**EXERCISE DESCRIPTION**
Return every line of the records that contains the string "office". Matching is case-sensitive.

**TASK INPUT**
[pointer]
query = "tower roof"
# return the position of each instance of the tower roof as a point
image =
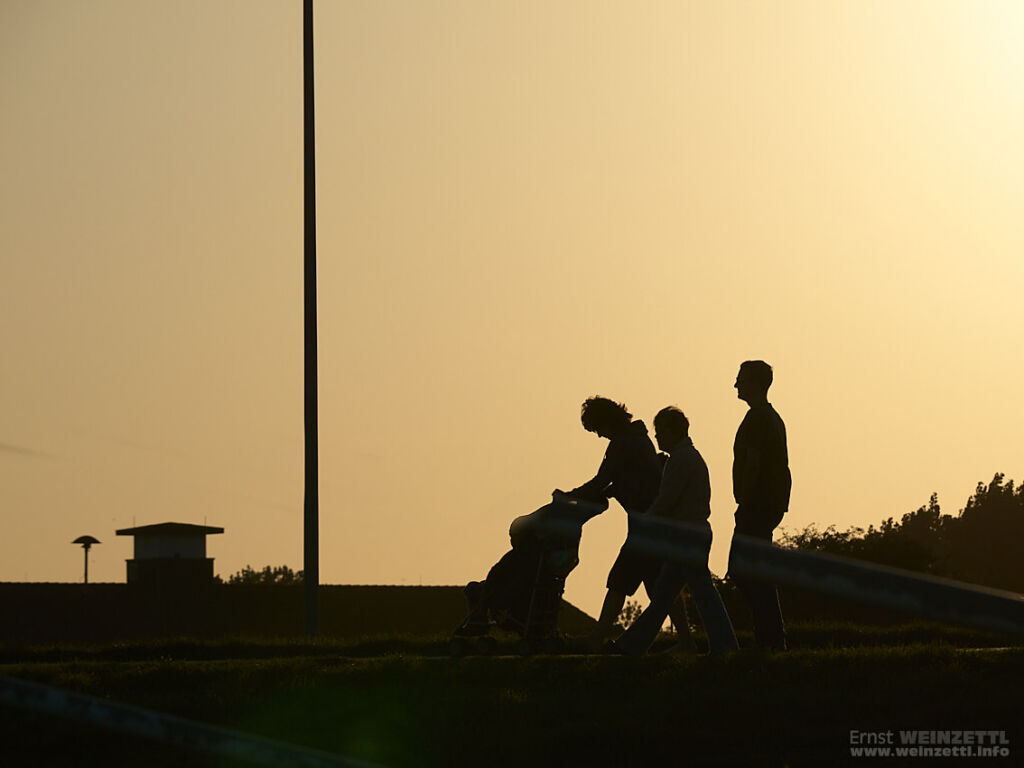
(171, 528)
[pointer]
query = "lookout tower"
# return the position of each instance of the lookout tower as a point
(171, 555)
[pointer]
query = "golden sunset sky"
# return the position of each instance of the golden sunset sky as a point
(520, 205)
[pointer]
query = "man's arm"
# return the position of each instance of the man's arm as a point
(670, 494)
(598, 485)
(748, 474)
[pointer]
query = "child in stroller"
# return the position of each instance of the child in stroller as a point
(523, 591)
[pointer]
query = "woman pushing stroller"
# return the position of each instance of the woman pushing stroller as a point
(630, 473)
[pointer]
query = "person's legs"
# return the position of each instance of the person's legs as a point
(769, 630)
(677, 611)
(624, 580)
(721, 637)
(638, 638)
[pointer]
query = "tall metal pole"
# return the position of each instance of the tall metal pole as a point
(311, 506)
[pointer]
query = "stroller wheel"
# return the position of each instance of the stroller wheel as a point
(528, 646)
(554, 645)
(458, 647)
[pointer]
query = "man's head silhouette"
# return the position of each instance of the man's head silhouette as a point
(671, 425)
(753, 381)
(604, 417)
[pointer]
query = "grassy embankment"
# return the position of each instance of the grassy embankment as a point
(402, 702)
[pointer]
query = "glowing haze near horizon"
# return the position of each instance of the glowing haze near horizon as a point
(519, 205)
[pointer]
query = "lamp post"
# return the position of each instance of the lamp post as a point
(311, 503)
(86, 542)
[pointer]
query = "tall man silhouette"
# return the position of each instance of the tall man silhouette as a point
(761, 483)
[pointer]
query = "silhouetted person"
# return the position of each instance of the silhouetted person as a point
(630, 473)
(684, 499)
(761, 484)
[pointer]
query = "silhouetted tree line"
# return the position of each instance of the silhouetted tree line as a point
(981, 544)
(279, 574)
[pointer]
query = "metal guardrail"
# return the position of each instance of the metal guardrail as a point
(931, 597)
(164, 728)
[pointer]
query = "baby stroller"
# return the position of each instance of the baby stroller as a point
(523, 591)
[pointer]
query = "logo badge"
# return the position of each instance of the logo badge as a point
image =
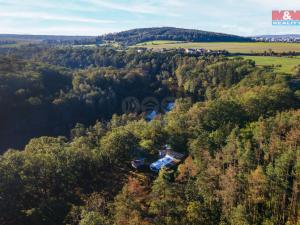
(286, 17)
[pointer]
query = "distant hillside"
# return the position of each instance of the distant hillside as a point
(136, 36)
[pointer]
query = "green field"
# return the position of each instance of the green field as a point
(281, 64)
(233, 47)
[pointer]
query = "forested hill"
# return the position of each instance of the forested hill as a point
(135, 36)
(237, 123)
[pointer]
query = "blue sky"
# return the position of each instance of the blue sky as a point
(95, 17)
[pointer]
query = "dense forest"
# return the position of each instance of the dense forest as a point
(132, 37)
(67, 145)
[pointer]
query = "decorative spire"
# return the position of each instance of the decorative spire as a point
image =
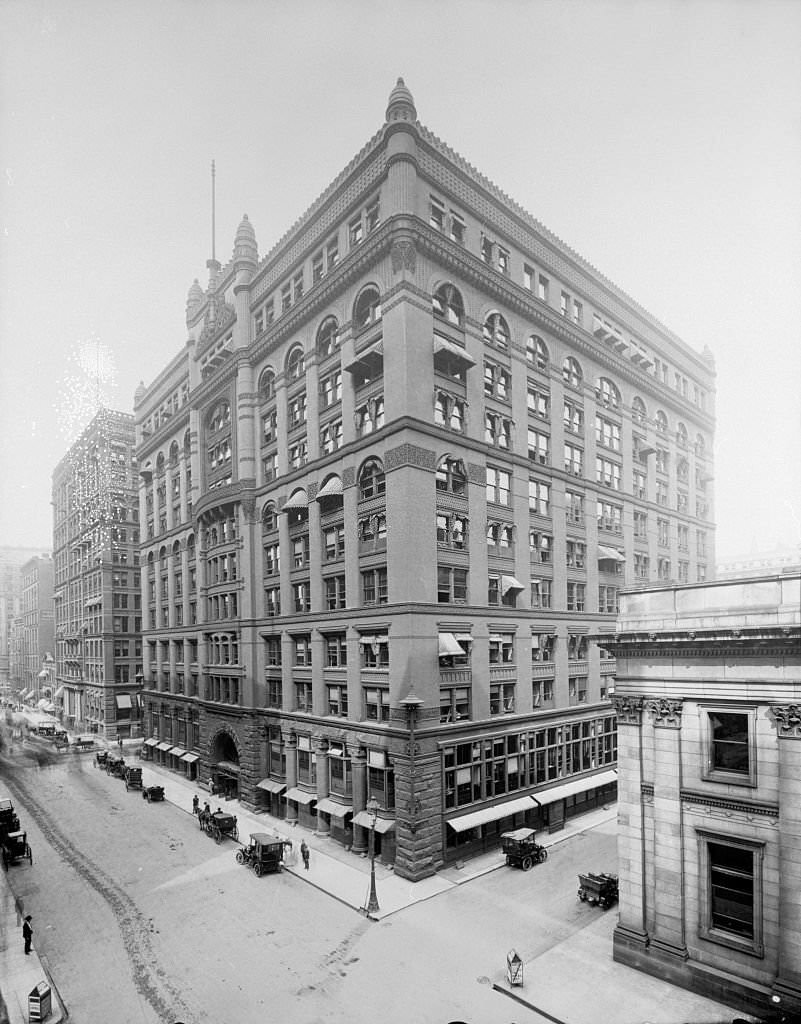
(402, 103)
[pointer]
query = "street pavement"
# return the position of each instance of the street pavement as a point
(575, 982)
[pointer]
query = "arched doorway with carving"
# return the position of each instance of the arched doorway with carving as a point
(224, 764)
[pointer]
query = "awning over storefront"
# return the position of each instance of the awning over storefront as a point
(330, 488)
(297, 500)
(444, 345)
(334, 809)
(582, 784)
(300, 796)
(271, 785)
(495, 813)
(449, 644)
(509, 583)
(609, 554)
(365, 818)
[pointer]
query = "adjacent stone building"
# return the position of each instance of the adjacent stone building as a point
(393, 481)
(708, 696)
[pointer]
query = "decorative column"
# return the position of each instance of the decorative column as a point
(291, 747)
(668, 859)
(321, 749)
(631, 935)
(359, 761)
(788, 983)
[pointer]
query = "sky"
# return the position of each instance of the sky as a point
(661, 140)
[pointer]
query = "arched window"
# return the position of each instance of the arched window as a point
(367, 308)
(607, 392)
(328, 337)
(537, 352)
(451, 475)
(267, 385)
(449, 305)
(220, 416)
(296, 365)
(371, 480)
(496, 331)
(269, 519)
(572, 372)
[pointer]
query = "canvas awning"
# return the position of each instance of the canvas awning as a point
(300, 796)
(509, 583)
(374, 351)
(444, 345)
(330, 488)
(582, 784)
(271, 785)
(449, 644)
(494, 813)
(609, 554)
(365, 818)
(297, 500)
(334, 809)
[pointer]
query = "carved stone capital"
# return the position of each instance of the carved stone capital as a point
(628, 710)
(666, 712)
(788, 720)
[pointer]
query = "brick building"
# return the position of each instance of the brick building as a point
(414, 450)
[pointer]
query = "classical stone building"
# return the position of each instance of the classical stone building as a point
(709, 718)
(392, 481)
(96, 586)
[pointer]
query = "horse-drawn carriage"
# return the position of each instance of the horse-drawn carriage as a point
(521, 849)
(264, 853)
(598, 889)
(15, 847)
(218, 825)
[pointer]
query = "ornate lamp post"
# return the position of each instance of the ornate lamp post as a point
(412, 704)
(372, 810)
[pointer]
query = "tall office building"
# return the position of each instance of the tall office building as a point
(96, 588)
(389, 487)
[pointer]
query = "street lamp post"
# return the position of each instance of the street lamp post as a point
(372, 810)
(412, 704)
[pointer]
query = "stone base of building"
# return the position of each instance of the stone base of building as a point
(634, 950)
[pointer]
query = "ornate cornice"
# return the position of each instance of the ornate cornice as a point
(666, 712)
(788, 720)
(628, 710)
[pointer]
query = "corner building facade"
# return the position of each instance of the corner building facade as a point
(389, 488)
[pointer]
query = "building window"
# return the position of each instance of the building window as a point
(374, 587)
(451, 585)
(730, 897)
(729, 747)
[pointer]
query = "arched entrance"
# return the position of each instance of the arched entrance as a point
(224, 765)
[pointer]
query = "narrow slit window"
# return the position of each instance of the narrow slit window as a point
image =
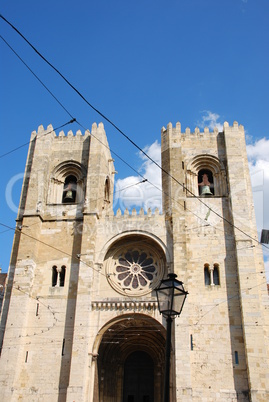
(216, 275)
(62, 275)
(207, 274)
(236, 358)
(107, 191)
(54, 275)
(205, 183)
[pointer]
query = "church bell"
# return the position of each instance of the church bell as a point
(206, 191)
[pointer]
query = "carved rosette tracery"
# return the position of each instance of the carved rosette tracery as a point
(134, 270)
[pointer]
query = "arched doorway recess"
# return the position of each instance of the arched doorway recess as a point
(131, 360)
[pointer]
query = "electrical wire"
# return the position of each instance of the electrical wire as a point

**ANSWER TO THIS EXERCISE**
query = "tall office building"
# return the position of each instance of the tall office building as a point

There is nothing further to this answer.